■ TEXT SEGMENT ■
━━━━━━━━

When you exit the session, Claude cleans up after itself — with a sensible condition: if the worktree has no commits or uncommitted changes, it's removed automatically; if you did make changes, Claude asks whether to keep or remove it, so you can't lose work by accident.

Gotchas...

  1. .worktreeinclude copies; it doesn't symlink, and it doesn't install. Because it copies environment and secret files, the drift problem from Round One applies: rotate an API key in your main .env and every existing worktree keeps the stale copy. It also does nothing about node_modules, so you still pair it with pnpm or a hook that runs your install command on worktree creation. NOTE: Claude Code's hooks (configured in .claude/settings.json) can run pnpm install automatically when a session starts. There's also a WorktreeCreate hook, but it replaces the default worktree creation entirely — including .worktreeinclude — so you'd have to rebuild that logic yourself. For now, a simple hook or just running pnpm install first is the pragmatic choice; custom hooks deserve their own article.
  2. Worktrees isolate code, not infrastructure. Ports still collide, and a shared local database is still shared — an agent running migrations in one worktree can break the app running in another. The fix for port collisions is the same as before: a per-worktree .env.local.

━━━━━━━━

■ LISTED RECORDS ■
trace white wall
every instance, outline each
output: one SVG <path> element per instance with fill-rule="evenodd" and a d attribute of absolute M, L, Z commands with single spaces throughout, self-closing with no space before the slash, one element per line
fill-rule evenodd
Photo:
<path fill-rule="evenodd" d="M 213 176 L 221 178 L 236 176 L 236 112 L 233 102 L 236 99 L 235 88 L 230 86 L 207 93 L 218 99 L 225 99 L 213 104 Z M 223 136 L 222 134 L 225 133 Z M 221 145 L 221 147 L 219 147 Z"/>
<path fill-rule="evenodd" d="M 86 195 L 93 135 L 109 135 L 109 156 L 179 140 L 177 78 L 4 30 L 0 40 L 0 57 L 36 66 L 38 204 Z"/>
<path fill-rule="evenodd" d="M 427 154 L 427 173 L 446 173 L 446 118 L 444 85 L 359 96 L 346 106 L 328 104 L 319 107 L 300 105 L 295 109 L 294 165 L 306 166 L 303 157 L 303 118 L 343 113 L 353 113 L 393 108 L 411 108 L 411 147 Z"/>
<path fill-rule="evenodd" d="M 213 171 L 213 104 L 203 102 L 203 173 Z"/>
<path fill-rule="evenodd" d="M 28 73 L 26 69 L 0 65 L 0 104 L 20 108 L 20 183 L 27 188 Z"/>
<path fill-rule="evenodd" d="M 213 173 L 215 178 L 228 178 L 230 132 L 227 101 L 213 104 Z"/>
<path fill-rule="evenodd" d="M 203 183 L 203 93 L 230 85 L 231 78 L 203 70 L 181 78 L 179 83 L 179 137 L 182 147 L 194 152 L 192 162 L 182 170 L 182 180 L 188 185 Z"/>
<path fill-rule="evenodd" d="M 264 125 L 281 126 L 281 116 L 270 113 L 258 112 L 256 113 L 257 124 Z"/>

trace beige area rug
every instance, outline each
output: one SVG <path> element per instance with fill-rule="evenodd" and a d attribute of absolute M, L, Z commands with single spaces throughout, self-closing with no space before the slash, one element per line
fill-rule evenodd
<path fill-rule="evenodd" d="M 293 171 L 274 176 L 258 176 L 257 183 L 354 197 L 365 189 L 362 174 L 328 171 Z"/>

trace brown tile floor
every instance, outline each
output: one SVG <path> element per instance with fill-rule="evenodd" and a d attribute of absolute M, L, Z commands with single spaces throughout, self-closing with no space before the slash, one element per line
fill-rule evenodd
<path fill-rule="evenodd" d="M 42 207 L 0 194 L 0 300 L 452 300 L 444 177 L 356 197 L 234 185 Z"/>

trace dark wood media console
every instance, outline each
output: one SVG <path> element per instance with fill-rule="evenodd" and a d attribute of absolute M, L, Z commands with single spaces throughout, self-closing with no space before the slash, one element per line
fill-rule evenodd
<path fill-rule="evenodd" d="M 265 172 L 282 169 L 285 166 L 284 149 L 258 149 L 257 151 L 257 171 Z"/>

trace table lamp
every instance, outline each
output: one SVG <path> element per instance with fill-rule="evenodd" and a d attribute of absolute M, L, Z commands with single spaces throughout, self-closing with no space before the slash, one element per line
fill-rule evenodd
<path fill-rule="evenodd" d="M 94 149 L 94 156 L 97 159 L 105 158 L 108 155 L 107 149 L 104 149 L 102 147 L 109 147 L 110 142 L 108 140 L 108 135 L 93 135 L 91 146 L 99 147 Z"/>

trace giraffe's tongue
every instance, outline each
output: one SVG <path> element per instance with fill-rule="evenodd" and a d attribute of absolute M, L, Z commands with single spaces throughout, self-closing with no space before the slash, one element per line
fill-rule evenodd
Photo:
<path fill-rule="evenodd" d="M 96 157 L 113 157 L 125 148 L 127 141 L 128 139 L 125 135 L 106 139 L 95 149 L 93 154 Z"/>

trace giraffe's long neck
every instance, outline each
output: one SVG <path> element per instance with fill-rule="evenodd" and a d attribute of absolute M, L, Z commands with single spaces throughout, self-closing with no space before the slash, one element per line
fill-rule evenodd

━━━━━━━━

■ PROBLEM DESCRIPTION ■
Pick up the text on Claude Code worktrees right after its last sentence and keep writing in the same style.

■ EXERCISE OUTPUT ■
  3. Review bandwidth becomes the real bottleneck. Spinning up multiple Claude agents on multiple features in parallel is easy; reviewing several branches of AI-written diffs is not. Merge conflicts between two branches you only half-remember reviewing are the worst kind to resolve. Parallelize across independent tasks, and expect two or three simultaneous sessions to be your practical ceiling.
  4. Check in your CLAUDE.md. Each new worktree starts a cold session that doesn't inherit what another session learned. A committed CLAUDE.md travels with every worktree automatically and is the main way to keep parallel sessions consistent.

Round Three: Reusable Commands

To make the parallel workflow repeatable, turn it into custom slash commands. Create a file named .claude/commands/parallel-worktrees.md with the following contents:

---
description: "Set up parallel git worktrees for multiple features"
argument-hint: [feature-1] [feature-2] ...
---

I want to develop these features in parallel using git worktrees: $ARGUMENTS

First, analyze the features and flag any that are likely to touch the
same files — warn me about merge-conflict risk before proceeding.

Then set up the environment. Do NOT implement any features; setup only.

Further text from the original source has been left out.